(Directive a): In the post on censé and sensé, what does censé mean?

(Selected extract):
The Language Nook – Le coin langues

sensé and censé - french words

Censé & Sensé: one pronunciation, two meanings

by | 4 Nov 2017 | French Language


Last week, I was writing a sentence on a whiteboard during a French language class. It was an example that included the word “censé“. The question immediately arose: “Oh, really, is it with a c? I thought it was spelt with an s!”

Ah, but both censé and sensé exist in French! The only thing is that they’re not the same word and don’t mean the same.

Sensé with an s means reasonable, sensible. For example, you could say:

  • Il est sensé, il tient toujours des propos sensés. (He’s sensible, he always talks sense.)


Censé, on the other hand, means supposed to, meant to:

  • Il est censé partir à 11 heures. (He’s supposed to leave at 11.)


Useful tip! To remember which is which, remember that the one starting with ssensé– is the one that means sensible, i.e. full of common sense and note the similarity in spelling.

[Point labeling examples]

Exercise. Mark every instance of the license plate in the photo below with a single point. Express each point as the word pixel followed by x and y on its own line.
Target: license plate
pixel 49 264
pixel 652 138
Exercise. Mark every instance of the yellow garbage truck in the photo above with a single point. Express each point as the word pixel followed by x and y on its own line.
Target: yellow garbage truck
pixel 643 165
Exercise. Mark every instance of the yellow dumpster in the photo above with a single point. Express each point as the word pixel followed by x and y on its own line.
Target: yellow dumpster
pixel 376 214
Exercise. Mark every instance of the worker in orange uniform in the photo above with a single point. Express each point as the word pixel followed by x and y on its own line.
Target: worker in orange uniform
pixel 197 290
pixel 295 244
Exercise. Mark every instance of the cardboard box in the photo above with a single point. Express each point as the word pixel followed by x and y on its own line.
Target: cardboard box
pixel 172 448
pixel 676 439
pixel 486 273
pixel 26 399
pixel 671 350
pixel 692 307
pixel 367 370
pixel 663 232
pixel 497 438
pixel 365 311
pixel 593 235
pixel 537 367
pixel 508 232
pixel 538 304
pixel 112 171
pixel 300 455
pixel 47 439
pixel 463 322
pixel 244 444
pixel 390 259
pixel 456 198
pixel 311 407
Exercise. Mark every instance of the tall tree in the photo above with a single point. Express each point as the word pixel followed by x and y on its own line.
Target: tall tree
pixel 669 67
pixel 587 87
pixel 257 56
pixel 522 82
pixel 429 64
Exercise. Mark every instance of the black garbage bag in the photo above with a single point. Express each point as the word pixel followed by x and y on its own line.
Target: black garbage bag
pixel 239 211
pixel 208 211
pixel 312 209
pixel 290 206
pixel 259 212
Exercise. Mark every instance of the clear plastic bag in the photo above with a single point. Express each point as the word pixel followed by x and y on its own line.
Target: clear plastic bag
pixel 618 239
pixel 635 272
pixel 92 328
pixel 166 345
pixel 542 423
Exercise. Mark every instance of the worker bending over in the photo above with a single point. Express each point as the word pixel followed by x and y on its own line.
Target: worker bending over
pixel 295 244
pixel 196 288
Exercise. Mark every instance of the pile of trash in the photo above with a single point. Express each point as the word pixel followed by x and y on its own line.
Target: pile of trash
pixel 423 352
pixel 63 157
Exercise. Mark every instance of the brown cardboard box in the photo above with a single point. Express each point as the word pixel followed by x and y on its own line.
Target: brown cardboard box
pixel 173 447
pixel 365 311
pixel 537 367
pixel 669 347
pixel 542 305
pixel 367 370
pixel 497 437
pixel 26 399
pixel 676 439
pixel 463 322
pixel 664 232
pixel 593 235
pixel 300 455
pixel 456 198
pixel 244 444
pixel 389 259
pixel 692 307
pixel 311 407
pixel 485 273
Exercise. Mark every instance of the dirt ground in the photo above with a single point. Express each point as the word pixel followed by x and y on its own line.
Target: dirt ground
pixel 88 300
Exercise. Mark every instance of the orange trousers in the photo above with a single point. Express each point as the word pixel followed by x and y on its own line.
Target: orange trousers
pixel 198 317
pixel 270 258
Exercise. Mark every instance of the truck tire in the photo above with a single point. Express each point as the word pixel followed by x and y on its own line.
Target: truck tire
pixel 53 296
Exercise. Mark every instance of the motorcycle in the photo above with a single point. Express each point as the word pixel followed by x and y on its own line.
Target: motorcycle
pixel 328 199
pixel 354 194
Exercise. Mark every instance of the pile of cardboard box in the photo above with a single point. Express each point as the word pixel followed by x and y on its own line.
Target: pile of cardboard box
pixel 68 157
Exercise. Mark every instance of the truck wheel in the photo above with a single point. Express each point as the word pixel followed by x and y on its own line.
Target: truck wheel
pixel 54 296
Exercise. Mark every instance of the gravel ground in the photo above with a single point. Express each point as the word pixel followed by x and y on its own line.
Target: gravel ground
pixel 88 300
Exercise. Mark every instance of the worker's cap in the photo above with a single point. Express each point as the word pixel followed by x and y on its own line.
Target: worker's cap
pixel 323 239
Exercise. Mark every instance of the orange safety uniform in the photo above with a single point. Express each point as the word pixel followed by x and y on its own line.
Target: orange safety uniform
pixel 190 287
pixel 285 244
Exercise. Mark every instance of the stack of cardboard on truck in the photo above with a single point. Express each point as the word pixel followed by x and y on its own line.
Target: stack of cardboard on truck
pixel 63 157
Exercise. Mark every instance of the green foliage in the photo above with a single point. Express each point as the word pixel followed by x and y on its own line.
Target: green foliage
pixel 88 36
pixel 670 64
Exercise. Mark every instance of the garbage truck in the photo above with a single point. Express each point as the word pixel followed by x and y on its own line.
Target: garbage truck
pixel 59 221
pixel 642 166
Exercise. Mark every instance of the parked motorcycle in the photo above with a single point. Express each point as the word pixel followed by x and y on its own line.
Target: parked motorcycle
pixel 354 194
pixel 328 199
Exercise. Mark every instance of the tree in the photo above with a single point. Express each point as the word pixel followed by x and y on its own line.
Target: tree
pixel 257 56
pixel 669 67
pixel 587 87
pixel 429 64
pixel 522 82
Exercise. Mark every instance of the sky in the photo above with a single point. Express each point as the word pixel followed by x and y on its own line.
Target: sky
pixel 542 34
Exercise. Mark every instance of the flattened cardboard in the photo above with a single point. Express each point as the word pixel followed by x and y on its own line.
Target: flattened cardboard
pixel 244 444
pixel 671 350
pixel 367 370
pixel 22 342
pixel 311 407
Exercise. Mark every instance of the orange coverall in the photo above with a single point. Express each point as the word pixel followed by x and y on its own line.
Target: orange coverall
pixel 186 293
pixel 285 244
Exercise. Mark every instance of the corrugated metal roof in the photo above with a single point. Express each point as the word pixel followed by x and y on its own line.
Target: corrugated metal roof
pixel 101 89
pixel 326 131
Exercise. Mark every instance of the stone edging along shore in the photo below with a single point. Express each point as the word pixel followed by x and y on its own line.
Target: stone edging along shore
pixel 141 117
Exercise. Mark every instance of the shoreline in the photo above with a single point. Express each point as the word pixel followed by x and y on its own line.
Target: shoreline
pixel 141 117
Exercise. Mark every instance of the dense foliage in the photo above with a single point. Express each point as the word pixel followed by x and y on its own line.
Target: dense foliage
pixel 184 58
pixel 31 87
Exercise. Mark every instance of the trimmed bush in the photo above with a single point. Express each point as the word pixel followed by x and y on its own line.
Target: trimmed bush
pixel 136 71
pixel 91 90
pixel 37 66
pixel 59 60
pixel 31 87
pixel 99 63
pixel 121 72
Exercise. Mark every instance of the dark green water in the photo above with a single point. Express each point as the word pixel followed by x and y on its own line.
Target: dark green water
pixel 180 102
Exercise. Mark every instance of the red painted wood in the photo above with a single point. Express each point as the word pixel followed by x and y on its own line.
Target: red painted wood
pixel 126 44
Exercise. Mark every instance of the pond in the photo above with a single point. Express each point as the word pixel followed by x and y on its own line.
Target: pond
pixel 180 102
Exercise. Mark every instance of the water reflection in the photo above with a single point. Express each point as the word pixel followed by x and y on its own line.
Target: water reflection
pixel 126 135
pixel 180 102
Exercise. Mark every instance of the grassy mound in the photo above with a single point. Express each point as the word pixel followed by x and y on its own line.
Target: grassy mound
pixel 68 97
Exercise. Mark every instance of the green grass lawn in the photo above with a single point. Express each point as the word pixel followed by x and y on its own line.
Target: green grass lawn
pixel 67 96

(Directive b): From the point labeling rows, copy out the lines between the line holding "Exercise. Mark every instance of the black" and the line holding "pixel 542 423", both included.

(Written solution a): Supposed to, meant to.

(Written solution b):
Exercise. Mark every instance of the black garbage bag in the photo above with a single point. Express each point as the word pixel followed by x and y on its own line.
Target: black garbage bag
pixel 239 211
pixel 208 211
pixel 312 209
pixel 290 206
pixel 259 212
Exercise. Mark every instance of the clear plastic bag in the photo above with a single point. Express each point as the word pixel followed by x and y on its own line.
Target: clear plastic bag
pixel 618 239
pixel 635 272
pixel 92 328
pixel 166 345
pixel 542 423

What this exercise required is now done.